## What you should do
Please rewrite the entries below, starting at the line that contains "on the hazy" and ending at the last entry, with "cliff" replaced by "bluff" and everything else left as it is.

## Extracted data
= = = = =

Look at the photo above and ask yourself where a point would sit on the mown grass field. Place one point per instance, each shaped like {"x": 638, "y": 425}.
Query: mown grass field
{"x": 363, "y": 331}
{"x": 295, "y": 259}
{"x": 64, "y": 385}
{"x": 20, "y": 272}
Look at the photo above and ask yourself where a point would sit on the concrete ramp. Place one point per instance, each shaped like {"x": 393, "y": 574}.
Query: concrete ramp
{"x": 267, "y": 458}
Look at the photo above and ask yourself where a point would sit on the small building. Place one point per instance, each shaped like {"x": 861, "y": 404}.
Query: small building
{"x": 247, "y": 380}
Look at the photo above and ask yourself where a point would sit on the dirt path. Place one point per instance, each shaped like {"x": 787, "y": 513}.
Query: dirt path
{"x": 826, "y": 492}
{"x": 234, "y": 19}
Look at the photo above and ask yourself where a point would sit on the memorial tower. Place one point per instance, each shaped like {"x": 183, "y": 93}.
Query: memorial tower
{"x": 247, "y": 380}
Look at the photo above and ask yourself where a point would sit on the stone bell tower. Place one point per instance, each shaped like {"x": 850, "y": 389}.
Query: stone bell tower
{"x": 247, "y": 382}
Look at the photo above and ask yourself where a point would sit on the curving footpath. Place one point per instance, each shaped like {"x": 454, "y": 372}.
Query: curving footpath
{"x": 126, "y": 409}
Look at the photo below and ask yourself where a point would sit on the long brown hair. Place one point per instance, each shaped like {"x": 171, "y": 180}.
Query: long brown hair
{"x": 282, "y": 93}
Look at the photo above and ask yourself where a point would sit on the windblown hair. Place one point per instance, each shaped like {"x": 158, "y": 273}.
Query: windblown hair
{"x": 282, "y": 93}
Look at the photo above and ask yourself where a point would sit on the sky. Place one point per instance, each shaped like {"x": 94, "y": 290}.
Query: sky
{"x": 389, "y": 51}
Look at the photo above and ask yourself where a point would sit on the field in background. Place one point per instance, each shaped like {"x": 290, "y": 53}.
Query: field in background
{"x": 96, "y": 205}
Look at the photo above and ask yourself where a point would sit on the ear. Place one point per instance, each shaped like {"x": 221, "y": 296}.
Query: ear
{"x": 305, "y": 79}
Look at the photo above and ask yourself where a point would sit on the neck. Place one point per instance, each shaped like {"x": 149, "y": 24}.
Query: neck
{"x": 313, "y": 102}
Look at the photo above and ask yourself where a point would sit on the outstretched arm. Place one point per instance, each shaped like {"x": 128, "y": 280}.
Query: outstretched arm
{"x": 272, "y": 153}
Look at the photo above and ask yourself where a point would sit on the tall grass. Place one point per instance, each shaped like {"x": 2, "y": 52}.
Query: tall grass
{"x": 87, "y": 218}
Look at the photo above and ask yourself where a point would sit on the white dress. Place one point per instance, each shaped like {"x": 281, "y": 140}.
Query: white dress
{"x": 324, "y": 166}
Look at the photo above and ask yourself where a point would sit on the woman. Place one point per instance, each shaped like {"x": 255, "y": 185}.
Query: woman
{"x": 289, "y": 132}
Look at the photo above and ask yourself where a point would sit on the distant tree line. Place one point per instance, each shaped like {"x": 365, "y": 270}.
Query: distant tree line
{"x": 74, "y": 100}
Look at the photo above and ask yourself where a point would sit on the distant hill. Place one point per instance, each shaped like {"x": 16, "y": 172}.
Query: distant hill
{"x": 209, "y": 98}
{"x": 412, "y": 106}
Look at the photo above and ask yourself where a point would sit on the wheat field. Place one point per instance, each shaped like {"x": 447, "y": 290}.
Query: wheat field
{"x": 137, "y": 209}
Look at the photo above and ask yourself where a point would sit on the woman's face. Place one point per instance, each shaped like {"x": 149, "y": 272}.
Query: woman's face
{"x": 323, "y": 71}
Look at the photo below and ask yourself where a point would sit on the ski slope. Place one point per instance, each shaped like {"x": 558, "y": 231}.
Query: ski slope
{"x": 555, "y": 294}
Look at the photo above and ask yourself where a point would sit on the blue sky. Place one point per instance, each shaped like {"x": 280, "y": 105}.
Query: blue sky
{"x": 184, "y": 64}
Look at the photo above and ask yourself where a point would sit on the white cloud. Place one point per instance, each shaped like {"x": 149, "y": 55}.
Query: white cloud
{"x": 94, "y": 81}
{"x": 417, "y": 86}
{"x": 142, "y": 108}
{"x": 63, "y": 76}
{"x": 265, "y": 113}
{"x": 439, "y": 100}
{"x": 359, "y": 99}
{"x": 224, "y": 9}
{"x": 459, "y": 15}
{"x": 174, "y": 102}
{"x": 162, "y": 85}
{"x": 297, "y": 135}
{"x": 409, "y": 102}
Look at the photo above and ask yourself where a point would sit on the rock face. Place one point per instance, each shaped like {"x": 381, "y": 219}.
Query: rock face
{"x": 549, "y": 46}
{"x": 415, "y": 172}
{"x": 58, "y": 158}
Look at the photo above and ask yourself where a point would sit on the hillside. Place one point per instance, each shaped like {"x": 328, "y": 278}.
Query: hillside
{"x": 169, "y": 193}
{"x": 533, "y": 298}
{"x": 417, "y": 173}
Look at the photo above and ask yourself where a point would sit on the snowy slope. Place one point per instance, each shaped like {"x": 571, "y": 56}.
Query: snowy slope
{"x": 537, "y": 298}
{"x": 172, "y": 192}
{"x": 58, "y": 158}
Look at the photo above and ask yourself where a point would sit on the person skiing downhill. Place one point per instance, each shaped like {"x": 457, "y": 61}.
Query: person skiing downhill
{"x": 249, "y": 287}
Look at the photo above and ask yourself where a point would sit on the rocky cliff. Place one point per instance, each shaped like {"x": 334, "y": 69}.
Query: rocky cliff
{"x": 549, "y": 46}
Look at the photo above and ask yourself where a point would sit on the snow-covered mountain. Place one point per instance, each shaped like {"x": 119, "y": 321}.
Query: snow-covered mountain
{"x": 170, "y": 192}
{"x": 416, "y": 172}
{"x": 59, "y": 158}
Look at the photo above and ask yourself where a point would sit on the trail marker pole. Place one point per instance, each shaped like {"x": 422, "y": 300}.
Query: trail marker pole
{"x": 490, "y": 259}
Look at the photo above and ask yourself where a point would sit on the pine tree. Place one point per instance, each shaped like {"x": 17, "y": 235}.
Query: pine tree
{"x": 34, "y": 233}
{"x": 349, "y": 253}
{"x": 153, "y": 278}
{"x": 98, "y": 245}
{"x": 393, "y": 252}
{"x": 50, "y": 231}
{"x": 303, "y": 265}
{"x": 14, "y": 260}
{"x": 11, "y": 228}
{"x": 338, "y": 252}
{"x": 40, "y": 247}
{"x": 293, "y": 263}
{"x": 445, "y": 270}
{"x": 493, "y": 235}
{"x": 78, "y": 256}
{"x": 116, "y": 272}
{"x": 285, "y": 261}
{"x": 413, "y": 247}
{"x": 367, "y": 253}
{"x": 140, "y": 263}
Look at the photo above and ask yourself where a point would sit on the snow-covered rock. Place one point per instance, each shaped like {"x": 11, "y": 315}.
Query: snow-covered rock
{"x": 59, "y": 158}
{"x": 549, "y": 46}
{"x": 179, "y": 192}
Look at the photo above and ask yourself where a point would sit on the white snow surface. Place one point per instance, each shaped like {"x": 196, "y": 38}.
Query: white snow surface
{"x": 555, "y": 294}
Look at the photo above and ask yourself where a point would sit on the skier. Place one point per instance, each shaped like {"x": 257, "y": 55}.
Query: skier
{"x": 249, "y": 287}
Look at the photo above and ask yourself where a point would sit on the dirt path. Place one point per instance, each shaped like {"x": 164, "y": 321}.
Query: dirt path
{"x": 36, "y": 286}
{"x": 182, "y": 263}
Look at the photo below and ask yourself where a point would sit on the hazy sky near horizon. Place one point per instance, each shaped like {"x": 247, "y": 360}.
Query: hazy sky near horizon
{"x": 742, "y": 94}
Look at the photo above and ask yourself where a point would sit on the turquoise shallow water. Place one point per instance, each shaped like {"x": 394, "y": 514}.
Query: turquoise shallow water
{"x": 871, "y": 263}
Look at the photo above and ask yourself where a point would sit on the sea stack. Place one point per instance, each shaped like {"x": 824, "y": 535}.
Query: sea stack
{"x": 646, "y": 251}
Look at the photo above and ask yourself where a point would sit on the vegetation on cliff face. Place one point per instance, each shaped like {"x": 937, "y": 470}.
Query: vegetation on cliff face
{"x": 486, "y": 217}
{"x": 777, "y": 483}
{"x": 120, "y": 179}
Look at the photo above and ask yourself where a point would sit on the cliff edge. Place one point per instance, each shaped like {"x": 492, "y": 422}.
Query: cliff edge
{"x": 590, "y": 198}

= = = = =

## Reply
Look at the photo below and ask yourself where a point would sit on the hazy sky near horizon. Place one point per instance, each shaped like {"x": 247, "y": 360}.
Query: hazy sky near horizon
{"x": 742, "y": 94}
Look at the photo above and ask yourself where a point would sit on the turquoise shallow water. Place one point per instance, each shaped like {"x": 394, "y": 514}.
Query: turquoise shallow water
{"x": 871, "y": 263}
Look at the photo above and ask yourself where a point would sit on the sea stack. Place one point per instance, each shaped like {"x": 824, "y": 535}.
Query: sea stack
{"x": 646, "y": 251}
Look at the photo above and ask yourself where a point would sit on the vegetation on bluff face. Place one point per instance, each shaped like {"x": 937, "y": 470}.
Query: vegetation on bluff face
{"x": 486, "y": 217}
{"x": 777, "y": 483}
{"x": 120, "y": 179}
Look at the photo above and ask yourself where a point would sit on the bluff edge. Place one point per instance, each shaped like {"x": 492, "y": 422}.
Query: bluff edge
{"x": 590, "y": 198}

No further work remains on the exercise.